- EXERCISE DIRECTIONS
While reading the listing below, count how many lines hold the word "instance", and answer with the number only.

- - - -

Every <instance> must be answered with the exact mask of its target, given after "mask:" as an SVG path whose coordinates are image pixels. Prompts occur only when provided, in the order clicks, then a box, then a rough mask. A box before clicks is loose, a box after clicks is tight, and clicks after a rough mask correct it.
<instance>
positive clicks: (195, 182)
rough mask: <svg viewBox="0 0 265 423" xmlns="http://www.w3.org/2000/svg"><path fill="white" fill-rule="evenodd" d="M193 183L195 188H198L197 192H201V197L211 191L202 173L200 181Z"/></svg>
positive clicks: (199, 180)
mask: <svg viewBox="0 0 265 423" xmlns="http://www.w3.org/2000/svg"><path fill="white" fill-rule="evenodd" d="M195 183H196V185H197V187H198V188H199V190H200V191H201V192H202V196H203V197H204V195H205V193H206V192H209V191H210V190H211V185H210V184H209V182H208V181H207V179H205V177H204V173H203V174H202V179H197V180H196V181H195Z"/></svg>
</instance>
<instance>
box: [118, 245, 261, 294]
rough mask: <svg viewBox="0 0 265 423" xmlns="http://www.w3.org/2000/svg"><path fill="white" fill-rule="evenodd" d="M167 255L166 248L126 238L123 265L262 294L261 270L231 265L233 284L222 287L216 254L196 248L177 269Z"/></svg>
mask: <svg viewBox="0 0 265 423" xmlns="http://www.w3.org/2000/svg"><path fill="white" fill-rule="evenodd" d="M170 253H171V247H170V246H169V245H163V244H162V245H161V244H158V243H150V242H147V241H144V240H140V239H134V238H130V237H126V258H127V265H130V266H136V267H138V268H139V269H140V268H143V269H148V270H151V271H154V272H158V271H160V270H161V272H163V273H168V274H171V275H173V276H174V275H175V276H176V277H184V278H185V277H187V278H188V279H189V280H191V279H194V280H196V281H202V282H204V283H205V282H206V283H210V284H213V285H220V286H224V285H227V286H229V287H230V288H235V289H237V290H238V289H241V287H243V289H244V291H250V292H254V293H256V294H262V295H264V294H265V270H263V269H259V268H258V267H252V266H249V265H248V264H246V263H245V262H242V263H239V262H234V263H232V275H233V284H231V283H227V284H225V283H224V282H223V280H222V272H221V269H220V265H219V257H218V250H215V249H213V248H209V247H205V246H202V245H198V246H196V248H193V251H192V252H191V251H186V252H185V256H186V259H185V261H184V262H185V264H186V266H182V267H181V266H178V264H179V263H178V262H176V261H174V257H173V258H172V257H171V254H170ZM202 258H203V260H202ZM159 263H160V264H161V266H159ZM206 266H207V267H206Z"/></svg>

- - - -

- EXERCISE ANSWER
4